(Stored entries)
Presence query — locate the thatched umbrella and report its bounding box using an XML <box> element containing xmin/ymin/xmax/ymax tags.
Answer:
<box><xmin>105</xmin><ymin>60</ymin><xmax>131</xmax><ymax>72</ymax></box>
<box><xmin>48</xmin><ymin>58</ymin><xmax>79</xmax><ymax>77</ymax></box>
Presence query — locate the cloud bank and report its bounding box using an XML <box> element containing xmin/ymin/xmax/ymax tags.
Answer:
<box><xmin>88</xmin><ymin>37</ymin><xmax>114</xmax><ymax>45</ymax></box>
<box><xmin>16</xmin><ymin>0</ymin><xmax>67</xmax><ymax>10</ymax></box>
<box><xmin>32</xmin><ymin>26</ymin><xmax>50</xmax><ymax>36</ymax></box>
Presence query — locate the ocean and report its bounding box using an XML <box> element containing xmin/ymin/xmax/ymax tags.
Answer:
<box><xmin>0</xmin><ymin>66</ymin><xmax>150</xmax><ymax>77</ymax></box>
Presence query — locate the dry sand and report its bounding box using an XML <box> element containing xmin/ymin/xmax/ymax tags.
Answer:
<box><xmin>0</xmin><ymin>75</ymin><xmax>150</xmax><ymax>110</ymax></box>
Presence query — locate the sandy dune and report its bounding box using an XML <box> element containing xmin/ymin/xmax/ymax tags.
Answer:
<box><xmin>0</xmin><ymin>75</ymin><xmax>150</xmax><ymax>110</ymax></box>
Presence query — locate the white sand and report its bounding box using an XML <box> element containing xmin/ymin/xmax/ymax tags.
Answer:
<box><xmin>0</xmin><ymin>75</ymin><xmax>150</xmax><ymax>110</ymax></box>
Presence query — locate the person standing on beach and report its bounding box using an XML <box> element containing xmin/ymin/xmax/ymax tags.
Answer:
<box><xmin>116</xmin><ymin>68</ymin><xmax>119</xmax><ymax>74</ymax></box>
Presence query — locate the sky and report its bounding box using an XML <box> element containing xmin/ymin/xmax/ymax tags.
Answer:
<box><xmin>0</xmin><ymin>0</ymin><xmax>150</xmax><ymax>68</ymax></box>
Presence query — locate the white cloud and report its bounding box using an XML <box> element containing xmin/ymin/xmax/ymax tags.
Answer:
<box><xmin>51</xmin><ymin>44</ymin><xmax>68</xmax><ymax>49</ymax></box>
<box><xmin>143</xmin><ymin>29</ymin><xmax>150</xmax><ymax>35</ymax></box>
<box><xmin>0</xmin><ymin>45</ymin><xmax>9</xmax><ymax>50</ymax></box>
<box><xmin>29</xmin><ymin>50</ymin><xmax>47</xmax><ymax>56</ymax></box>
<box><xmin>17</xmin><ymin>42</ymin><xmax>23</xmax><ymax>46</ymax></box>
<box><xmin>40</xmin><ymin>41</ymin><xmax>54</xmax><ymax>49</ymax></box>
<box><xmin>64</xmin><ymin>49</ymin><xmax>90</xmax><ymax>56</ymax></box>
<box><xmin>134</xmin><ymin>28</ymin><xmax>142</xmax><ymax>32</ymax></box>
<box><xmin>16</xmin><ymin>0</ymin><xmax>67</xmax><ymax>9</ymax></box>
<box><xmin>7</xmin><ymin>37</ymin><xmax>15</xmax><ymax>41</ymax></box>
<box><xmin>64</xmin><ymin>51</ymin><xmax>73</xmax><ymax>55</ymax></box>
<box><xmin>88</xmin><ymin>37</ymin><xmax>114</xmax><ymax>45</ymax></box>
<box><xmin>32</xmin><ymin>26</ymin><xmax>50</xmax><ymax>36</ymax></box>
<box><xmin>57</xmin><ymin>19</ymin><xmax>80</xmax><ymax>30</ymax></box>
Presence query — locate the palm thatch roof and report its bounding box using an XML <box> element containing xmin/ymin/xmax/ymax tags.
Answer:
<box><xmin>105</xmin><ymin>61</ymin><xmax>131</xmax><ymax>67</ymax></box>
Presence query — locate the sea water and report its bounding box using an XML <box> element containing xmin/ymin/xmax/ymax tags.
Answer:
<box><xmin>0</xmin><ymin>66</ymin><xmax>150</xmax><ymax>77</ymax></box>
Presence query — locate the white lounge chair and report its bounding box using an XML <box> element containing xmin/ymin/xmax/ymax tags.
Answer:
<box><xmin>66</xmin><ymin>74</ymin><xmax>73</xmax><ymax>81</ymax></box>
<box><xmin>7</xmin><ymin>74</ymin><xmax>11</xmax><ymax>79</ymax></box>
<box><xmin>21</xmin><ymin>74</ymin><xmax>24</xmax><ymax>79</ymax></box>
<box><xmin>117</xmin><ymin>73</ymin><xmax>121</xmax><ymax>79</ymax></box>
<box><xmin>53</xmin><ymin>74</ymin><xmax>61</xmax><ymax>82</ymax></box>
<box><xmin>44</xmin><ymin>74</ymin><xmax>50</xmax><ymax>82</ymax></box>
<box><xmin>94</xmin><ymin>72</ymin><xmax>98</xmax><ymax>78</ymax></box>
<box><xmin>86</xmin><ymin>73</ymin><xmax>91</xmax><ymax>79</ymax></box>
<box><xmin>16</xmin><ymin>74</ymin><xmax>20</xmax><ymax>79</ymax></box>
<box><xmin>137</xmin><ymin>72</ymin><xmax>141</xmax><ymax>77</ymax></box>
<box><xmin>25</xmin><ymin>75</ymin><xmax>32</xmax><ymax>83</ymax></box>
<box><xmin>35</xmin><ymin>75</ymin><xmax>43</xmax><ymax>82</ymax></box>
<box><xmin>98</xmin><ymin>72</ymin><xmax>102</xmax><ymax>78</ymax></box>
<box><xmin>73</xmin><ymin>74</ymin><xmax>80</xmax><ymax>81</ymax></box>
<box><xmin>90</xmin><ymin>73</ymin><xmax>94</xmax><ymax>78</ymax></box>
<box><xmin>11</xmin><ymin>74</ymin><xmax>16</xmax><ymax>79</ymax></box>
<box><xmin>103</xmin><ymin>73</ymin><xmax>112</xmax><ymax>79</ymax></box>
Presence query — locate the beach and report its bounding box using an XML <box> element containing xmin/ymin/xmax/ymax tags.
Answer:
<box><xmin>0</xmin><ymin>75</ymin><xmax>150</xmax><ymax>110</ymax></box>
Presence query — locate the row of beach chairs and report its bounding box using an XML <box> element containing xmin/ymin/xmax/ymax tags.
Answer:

Aim:
Count the lines in the records that contain the word "cloud" and give only that number.

Solution for this task:
2